## START Dataset
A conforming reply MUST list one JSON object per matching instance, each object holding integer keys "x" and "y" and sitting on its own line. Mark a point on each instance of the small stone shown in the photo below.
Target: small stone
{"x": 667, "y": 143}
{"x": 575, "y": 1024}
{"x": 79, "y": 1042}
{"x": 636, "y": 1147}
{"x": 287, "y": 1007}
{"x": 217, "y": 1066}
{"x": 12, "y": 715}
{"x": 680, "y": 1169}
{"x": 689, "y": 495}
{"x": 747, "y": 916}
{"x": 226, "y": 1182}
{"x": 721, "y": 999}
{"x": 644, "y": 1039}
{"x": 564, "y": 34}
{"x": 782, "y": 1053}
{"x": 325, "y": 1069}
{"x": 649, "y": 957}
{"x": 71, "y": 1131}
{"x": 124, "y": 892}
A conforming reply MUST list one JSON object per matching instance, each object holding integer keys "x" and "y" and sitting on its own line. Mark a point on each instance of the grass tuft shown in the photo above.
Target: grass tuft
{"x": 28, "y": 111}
## END Dataset
▸ Task directions
Put each line of the entries above into a Markdown table with two columns, Row and Line, numbering the rows in order and leaving out any blank lines.

▸ Output below
| Row | Line |
|---|---|
| 1 | A conforming reply MUST list one JSON object per matching instance, each object holding integer keys "x" and "y" and sitting on its own line. Mark a point on each instance of the small stone shown in the photo below. |
| 2 | Target: small stone |
| 3 | {"x": 667, "y": 143} |
| 4 | {"x": 575, "y": 1024} |
| 5 | {"x": 79, "y": 1042} |
| 6 | {"x": 636, "y": 1147} |
| 7 | {"x": 287, "y": 1007} |
| 8 | {"x": 217, "y": 1066} |
| 9 | {"x": 12, "y": 715} |
| 10 | {"x": 680, "y": 1169} |
| 11 | {"x": 689, "y": 495} |
| 12 | {"x": 747, "y": 916} |
| 13 | {"x": 226, "y": 1182} |
| 14 | {"x": 721, "y": 999} |
| 15 | {"x": 644, "y": 1039} |
| 16 | {"x": 564, "y": 34} |
| 17 | {"x": 782, "y": 1053} |
| 18 | {"x": 325, "y": 1069} |
| 19 | {"x": 649, "y": 957} |
| 20 | {"x": 71, "y": 1131} |
| 21 | {"x": 124, "y": 892} |
| 22 | A conforming reply MUST list one JSON object per matching instance, each object holding integer keys "x" and "y" and sitting on its own line. Mark a point on each instance of the grass tuft shown in the photo above. |
| 23 | Target: grass tuft |
| 24 | {"x": 28, "y": 111} |